Membantu siswa untuk respek pada orang lain dan menyadari akan segala
keterbatasannya serta menerima segala perbedaan. Siswa dapat mengembangkan
kemampuan untuk menguji ide dan pemahamannya sendiri dan menerima umpan balik.
Interaksi yang terjadi selama pembelajaran dapat meningkatkan motivasi dan
memberikan rangsangan untuk berpikir sehingga bermanfaat bagi proses pendidikan
jangka panjang.
Dari berbagai
pendapat diatas dapat disimpulkan bahwa model pembelajaran kooperatif tipe think
pair share adalah model Pembelajaran yang dapat mengaktifkan seluruh kelas
karena siswa diberi kesempatan bekerja sendiri dan bekerja sama dengan orang
lain dalam kelompok kecil sehingga membantu siswa untuk respek pada orang lain
dan menyadari akan segala keterbatasannya serta menerima segala perbedaan dan
siswa dapat mengembangkan kemampuan untuk menguji ide dan pemahamannya sendiri
dan menerima umpan balik.
Pengertian think
pair share menurut peneliti adalah model pembelajaran yang menuntut siswa agar
dapat berpikir sendiri dan bekerja sama dengan siswa yang lain dalam kelompok
kecil dalam mengembangkan kemampuan sehingga 8 diperlukan interaksi yang baik
dalam membagi informasi untuk menyelesaikan permasalahan.
b. Langkah-langkah Model Pembelajaran Kooperatif
Think-Pair-Share (TPS)
Dalam Nurhadi (2005 :120), Lyman dan kawan-kawan menggunakan
langkah-langkah sebagai berikut:
Langkah I : thinking (berpikir)
Guru mengajukan pertanyaan atau isu yang berkaitan dengan
pelajaran; dan siswa diberi waktu satu menit untuk berpikir sendiri mengenai
jawaban atau isu tersebut.
Langkah II : pairing (berpasangan)
Selanjutnya guru meminta siswa berpasangan dan mendiskusikan
yang telah dipikirkan. Interaksi selama periode ini dapat menghasilkan jawaban
bersama jika pertanyaan telah diajukan atau penyampaian ide bersama jika isu
khusus telah diidentifikasi. Biasanya guru mengijinkan tidak lebih dari 4 atau
5 menit untuk berpasangan.
Langkah III : sharing (berbagi)
Pada langkah akhir ini guru meminta pasangan-pasangan
tersebut untuk berbagi atau bekerja sama dengan secara kelas secara keseluruhan
mengenai yang telah mereka bicarakan, langkah ini akan efektif jika guru
berkeliling kelas dari pasangan yang satu ke pasangan yang lain, sehingga
seperempat atau separuh dari pasangan-pasangan tersebut memperoleh kesempatan
untuk melapor.
Sedangkan menurut Huda (2011 : 136), prosedur pembelajaran
think pair share adalah sebagai berikut :
1. Siswa ditempatkan dalam
kelompok-kelompok. Setiap kelompok terdiri dari empat anggota/siswa.

● ENTRI YANG TERSEDIA:
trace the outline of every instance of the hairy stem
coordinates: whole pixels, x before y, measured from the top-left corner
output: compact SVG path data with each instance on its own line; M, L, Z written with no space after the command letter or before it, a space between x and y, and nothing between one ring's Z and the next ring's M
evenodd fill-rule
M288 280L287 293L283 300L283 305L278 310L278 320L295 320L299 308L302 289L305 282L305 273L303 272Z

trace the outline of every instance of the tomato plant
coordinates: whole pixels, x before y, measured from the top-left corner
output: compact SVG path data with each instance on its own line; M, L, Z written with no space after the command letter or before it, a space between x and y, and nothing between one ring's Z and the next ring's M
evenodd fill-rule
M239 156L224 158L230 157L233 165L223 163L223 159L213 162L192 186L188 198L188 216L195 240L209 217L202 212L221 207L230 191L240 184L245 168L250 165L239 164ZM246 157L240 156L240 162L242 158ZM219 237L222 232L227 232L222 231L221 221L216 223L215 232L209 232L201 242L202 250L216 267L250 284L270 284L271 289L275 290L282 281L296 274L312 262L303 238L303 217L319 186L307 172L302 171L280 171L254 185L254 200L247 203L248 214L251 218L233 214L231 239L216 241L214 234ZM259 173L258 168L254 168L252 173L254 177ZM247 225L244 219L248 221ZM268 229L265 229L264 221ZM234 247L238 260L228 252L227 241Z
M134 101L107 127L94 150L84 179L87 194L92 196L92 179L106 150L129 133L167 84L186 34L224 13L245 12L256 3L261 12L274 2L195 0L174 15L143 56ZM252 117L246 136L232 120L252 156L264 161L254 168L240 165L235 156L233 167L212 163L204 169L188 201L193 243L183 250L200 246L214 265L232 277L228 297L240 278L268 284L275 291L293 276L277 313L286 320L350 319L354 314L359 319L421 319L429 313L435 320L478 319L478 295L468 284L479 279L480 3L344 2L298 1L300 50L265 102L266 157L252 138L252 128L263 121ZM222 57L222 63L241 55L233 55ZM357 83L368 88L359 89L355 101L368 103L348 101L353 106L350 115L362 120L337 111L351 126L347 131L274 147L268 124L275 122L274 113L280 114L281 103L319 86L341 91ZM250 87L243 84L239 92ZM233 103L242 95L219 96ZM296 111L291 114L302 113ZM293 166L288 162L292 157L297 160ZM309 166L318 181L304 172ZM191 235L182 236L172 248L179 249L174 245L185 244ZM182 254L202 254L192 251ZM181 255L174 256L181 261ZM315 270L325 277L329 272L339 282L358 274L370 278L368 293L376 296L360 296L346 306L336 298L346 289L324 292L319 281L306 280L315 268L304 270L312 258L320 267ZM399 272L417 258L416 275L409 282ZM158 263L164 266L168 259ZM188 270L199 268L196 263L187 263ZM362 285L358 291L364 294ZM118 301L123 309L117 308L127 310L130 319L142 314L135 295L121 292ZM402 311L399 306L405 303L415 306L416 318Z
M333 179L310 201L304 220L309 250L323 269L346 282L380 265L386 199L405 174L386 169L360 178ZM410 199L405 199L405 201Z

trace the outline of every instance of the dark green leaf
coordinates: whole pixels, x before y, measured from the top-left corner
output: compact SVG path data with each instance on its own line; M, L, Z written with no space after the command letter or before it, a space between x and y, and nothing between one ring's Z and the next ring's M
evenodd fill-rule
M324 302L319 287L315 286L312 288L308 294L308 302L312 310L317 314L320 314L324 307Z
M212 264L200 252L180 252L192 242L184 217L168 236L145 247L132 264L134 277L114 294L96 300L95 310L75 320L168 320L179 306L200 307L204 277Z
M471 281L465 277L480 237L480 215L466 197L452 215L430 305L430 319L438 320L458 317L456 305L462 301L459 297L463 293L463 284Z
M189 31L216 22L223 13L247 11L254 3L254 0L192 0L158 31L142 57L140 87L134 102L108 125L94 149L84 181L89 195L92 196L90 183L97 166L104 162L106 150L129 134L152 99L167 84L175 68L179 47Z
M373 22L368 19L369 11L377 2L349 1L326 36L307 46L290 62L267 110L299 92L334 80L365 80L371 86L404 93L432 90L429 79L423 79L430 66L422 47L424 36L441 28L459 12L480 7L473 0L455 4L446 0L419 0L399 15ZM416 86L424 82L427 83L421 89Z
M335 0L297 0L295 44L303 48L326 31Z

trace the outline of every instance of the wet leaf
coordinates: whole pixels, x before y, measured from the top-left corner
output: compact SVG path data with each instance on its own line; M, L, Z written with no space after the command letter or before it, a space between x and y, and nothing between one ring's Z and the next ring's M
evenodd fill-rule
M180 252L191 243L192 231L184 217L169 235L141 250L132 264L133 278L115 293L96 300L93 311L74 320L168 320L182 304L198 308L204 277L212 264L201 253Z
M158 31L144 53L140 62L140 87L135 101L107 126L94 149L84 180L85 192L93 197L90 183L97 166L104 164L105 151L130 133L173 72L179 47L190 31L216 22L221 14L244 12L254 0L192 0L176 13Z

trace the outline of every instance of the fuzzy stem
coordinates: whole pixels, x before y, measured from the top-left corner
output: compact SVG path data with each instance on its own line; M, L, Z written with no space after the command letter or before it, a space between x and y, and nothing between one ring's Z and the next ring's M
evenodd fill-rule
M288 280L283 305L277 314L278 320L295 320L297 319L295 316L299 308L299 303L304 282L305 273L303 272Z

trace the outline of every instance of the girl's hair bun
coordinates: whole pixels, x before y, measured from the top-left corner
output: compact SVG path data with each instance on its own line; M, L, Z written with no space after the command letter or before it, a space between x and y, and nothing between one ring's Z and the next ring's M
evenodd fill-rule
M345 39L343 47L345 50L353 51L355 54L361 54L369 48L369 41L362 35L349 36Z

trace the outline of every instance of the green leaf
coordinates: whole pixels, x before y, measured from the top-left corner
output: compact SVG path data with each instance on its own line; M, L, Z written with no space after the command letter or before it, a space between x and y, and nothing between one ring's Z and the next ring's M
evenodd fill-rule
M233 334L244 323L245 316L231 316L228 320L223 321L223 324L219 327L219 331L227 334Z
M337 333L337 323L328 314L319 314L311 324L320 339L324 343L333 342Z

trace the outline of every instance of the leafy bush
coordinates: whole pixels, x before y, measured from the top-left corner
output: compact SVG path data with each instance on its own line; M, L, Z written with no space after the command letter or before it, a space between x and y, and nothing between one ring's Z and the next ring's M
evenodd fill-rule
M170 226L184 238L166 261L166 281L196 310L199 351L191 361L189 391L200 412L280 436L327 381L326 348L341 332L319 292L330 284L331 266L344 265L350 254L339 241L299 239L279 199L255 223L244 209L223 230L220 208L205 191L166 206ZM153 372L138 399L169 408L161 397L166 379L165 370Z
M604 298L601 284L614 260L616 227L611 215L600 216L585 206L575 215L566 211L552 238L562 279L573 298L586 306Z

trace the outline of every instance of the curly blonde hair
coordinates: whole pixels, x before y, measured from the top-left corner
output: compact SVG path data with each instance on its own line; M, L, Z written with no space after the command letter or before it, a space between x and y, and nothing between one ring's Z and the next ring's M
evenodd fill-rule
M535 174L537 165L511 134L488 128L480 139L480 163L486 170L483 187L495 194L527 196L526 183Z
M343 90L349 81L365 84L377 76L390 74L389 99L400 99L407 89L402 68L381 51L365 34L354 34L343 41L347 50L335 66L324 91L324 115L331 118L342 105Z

● TUGAS LATIHAN:
1) Terjemahkan kalimat dari kutipan tentang think pair share ini ke dalam bahasa Inggris: "Biasanya guru mengijinkan tidak lebih dari 4 atau 5 menit untuk berpasangan."
2) Jawab pertanyaan berikut berdasarkan kutipan tentang think pair share.
(a) Berapa lama siswa diberi waktu untuk berpikir sendiri pada Langkah I?
(b) Menurut Nurhadi (2005 :120), siapa yang menggunakan langkah-langkah tersebut?
(c) Menurut Huda (2011 : 136), berapa anggota dalam setiap kelompok?
3) Lanjutkan kutipan tentang model pembelajaran think pair share setelah kalimat terakhirnya.

● DAFTAR JAWABAN:
1) Usually the teacher allows no more than 4 or 5 minutes for pairing.

2)
(a) Satu menit.
(b) Lyman dan kawan-kawan.
(c) Empat anggota/siswa.

3)
2. Guru memberikan tugas pada setiap
kelompok.
3. Masing-masing anggota memikirkan dan
mengerjakan tugas tersebut sendiri-sendiri terlebih dahulu.
4. Kelompok membentuk anggotanya secara
berpasangan. Setiap pasangan mendiskusikan hasil pengerjaan individunya.
5. Kedua pasangan lalu bertemu kembali
dalam kelompoknya masing-masing untuk mebagikan hasil diskusinya.
Dari langkah-langkah pembelajaran think pair share yang
dikemukakan oleh kedua ahli, belum dicantumkan sintaks pembelajaran kooperatif
secara keseluruhan. Langkah-langkah dalam pembelajaranpun menggunakan kegiatan
awal, inti dan akhir. Oleh karena itu, peneliti menggunakan langkah-langkah
pembelajaran think pair share dengan menggabungkannya dengan sintaks
pembelajaran kooperatif yakni sebagai berikut:
A. Kegiatan Awal
1. Membuka pelajaran: memeriksa
kesiapan peserta didik.
2. Guru menyampaikan tujuan
pembelajaran yang ingin dicapai dalam pembelajaran.
3. Guru memberikan informasi dan
menjelaskan kegiatan yang akan dikerjakan dan direncanakan.
4. Guru membentuk kelompok
B. Kegiatan Inti
Tahap think:
5. guru memberikan tugas pada setiap kelompok.
6. Masing-masing anggota memikirkan dan
mengerjakan tugas tersebut sendiri-sendiri terlebih dahulu.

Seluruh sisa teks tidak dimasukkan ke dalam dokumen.